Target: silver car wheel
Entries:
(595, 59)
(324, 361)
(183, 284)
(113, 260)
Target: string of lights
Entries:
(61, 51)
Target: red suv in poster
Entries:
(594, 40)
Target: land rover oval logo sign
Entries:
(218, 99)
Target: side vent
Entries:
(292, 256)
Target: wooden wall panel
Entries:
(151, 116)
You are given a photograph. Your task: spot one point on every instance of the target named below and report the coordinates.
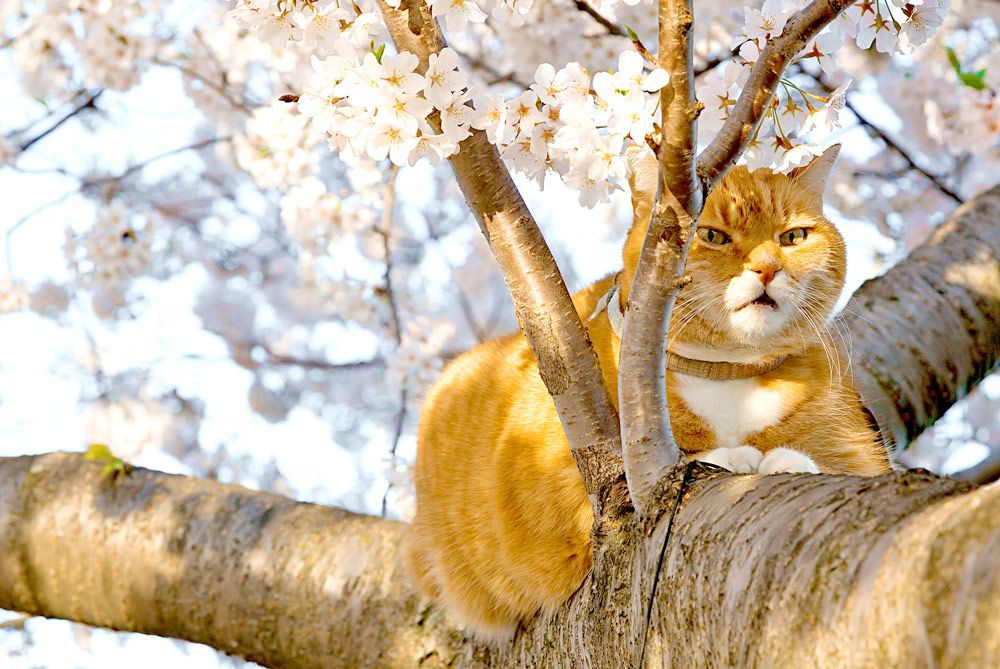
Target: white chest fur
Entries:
(732, 409)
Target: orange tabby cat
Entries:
(502, 526)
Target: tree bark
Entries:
(786, 570)
(566, 359)
(925, 333)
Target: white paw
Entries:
(787, 461)
(742, 460)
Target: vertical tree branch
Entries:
(649, 448)
(566, 358)
(754, 101)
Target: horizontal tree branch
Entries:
(797, 567)
(928, 331)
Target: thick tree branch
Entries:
(566, 359)
(649, 448)
(927, 331)
(754, 101)
(795, 567)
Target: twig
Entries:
(892, 144)
(89, 104)
(89, 183)
(390, 295)
(612, 29)
(755, 100)
(884, 136)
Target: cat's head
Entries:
(766, 267)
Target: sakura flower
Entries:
(399, 73)
(320, 107)
(442, 78)
(278, 28)
(433, 147)
(457, 13)
(766, 23)
(322, 27)
(520, 155)
(403, 109)
(361, 28)
(523, 111)
(607, 159)
(791, 153)
(922, 24)
(491, 116)
(456, 117)
(631, 76)
(392, 140)
(823, 49)
(827, 117)
(718, 95)
(633, 116)
(874, 27)
(546, 87)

--- --- ---

◆ EXERCISE AIM ◆
The expected output is every line of the data, unchanged, with the pictures skipped.

◆ TASK RESULT ◆
Target: silver car wheel
Entries:
(595, 59)
(324, 361)
(183, 284)
(113, 260)
Target: string of lights
Entries:
(61, 51)
Target: red suv in poster
Entries:
(594, 40)
Target: land rover oval logo sign
Entries:
(218, 99)
Target: side vent
Entries:
(292, 256)
Target: wooden wall panel
Entries:
(151, 116)
You are given a photograph. Your task: spot one point on every instance of the target named below and report the coordinates.
Target: white chest fur
Entries:
(732, 409)
Target: orange tabby cat
Entries:
(502, 526)
Target: tree bark
Entries:
(786, 570)
(566, 359)
(925, 333)
Target: white paw
Entries:
(787, 461)
(742, 460)
Target: vertical tree branch
Entries:
(649, 448)
(566, 358)
(754, 101)
Target: horizontal tree branch
Entries:
(797, 567)
(928, 331)
Target: thick tree branch
Entries:
(566, 359)
(649, 448)
(927, 331)
(754, 101)
(795, 567)
Target: twig
Entries:
(892, 144)
(89, 104)
(89, 183)
(390, 295)
(612, 29)
(755, 100)
(884, 136)
Target: cat's head
Entries:
(766, 267)
Target: sakura flower
Entries:
(399, 73)
(320, 107)
(442, 78)
(278, 28)
(433, 147)
(457, 13)
(766, 23)
(322, 27)
(520, 155)
(403, 109)
(361, 28)
(523, 111)
(607, 159)
(791, 153)
(922, 24)
(491, 116)
(456, 117)
(631, 76)
(392, 140)
(823, 49)
(827, 117)
(718, 95)
(633, 116)
(874, 27)
(546, 87)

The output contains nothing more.